Your task
Repeat word for word the line with "If you would" and every line after it until the records below run out.

Segmentation mask data
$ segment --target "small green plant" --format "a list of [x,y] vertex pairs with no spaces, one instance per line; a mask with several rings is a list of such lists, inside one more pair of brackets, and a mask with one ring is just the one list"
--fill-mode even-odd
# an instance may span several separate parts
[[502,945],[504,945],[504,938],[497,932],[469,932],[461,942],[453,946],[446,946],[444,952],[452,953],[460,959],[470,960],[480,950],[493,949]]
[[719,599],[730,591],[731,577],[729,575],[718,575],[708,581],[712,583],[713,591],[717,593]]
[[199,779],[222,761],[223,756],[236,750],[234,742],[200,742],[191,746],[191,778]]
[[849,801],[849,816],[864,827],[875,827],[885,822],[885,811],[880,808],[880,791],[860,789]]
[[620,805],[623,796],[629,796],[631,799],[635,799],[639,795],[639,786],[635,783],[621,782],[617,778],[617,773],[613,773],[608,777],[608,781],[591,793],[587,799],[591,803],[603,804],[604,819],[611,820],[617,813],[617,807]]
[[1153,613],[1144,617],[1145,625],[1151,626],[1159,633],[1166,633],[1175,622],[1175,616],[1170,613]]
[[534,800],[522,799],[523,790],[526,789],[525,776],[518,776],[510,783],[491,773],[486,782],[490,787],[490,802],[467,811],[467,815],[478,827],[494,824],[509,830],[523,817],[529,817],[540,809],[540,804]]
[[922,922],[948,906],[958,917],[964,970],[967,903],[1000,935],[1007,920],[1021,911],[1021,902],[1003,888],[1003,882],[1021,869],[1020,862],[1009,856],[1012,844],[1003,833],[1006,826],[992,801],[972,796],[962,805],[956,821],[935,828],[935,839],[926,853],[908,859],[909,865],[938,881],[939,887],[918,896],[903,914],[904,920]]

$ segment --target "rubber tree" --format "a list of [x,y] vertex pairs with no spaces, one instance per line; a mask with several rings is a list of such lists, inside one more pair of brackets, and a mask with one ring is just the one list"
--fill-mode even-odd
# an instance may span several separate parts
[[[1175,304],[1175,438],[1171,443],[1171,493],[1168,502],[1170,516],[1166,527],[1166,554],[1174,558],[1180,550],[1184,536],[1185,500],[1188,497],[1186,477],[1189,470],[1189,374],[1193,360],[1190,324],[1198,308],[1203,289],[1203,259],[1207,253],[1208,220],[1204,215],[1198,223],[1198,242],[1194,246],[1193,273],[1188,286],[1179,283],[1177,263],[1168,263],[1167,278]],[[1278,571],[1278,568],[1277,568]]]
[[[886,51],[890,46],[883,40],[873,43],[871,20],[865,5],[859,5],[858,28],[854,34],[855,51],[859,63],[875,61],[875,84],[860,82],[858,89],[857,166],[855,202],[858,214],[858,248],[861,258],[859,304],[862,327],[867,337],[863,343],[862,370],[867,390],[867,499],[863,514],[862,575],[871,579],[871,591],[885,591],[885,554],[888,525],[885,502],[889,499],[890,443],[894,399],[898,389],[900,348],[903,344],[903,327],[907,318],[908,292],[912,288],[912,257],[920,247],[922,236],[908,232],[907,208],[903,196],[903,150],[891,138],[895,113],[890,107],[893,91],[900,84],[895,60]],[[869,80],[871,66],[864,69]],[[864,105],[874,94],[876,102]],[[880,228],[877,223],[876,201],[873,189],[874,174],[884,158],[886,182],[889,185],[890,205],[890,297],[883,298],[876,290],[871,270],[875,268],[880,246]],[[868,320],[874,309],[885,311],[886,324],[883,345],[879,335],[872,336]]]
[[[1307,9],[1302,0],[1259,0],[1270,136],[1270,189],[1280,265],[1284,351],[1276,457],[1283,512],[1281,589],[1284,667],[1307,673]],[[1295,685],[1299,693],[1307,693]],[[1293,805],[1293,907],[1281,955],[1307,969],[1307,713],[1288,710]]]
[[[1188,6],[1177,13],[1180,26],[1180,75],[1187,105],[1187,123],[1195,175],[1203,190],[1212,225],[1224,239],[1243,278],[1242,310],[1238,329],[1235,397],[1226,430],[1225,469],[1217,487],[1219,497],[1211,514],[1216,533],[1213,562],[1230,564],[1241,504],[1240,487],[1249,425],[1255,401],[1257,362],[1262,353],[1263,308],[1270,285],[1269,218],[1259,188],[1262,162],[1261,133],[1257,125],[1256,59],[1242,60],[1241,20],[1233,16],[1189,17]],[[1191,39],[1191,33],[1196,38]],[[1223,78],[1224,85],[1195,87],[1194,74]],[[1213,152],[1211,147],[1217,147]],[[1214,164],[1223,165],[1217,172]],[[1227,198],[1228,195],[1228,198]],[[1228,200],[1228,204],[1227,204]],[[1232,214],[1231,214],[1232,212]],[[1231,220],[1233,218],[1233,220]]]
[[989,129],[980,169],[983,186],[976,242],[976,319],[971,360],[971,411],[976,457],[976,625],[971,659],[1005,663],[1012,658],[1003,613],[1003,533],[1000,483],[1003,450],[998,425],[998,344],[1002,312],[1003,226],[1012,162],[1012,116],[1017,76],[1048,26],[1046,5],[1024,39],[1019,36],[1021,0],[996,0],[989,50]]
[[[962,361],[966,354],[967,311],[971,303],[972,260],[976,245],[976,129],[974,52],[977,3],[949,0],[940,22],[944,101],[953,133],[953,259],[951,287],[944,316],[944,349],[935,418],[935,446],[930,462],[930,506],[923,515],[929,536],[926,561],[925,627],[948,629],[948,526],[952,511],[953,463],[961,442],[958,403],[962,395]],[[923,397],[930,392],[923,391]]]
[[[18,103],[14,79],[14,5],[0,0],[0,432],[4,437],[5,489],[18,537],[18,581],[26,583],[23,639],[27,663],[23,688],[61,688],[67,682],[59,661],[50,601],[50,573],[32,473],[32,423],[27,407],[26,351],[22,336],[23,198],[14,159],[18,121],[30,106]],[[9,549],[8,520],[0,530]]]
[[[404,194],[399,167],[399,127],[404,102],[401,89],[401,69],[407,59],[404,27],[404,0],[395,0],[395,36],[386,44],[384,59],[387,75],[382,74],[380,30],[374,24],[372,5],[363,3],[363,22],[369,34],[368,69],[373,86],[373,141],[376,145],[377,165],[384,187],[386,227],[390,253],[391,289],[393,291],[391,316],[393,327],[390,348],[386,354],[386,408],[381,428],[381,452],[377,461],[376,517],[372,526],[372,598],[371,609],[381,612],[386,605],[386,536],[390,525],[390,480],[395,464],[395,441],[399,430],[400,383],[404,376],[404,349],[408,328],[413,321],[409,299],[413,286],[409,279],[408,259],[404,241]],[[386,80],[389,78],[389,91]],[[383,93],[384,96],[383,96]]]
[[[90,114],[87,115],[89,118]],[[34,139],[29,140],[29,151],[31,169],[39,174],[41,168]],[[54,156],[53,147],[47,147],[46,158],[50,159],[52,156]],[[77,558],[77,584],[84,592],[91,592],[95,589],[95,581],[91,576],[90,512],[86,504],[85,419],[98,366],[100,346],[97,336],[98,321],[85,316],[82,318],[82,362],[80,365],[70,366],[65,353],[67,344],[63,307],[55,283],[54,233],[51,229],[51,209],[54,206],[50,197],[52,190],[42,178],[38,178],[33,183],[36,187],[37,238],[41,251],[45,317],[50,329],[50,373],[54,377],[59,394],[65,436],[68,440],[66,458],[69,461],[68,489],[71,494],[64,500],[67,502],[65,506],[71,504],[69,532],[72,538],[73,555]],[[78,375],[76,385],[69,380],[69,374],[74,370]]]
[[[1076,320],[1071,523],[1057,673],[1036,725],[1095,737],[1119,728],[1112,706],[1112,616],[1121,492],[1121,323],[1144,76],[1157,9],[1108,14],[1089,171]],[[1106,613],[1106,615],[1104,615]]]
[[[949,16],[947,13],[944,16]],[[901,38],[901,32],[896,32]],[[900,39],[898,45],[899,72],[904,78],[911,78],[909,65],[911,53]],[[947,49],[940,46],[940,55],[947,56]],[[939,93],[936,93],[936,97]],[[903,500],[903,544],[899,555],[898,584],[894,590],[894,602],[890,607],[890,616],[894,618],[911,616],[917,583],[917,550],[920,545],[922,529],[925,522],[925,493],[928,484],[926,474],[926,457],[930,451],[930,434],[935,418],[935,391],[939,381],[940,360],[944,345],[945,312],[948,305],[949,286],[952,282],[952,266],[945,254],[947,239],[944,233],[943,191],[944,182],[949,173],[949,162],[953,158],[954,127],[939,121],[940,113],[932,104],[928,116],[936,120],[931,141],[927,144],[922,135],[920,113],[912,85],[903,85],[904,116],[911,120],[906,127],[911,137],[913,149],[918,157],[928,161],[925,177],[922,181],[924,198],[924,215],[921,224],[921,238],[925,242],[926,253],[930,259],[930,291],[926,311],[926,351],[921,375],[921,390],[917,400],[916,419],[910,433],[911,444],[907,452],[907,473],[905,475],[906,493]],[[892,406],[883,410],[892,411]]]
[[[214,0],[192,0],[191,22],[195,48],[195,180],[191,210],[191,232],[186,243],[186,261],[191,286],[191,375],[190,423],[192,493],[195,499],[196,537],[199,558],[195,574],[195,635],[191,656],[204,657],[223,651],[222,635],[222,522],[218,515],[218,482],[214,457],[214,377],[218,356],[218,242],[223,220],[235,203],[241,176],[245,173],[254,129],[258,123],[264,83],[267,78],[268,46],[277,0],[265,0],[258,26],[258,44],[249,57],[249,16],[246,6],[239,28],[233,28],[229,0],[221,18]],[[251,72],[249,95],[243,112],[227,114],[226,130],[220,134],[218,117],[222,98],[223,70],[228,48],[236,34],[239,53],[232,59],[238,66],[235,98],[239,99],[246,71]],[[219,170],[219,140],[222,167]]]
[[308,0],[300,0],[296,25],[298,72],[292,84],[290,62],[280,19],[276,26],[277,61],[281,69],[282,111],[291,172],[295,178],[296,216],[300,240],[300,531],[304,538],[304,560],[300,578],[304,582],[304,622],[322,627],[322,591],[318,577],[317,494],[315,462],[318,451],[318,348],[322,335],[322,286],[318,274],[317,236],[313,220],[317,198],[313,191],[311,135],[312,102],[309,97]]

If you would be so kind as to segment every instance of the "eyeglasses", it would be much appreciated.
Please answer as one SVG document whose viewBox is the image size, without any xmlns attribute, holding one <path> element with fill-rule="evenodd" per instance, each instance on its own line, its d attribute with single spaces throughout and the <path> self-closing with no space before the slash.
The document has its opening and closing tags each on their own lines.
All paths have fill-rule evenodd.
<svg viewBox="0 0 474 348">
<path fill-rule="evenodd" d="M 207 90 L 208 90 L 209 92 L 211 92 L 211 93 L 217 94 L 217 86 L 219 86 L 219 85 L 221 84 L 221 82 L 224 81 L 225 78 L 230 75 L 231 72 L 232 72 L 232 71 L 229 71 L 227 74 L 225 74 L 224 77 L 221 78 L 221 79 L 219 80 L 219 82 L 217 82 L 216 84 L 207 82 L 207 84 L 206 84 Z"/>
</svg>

Solution for this task
If you would be so kind as to segment every instance of the "eyeglasses", it would be much appreciated.
Please answer as one SVG document whose viewBox is the image size, without any xmlns attribute, holding one <path> element with fill-rule="evenodd" per instance, each instance on its own line, its d attribute with single spaces throughout and the <path> self-closing with no space before the slash.
The document has its opening and closing tags each on their own lines.
All paths have fill-rule evenodd.
<svg viewBox="0 0 474 348">
<path fill-rule="evenodd" d="M 207 90 L 208 90 L 209 92 L 211 92 L 211 93 L 217 94 L 217 86 L 219 86 L 219 85 L 221 84 L 221 82 L 224 81 L 225 78 L 230 75 L 231 72 L 232 72 L 232 71 L 229 71 L 227 74 L 225 74 L 224 77 L 221 78 L 221 79 L 219 80 L 219 82 L 217 82 L 216 84 L 207 82 L 207 84 L 206 84 Z"/>
</svg>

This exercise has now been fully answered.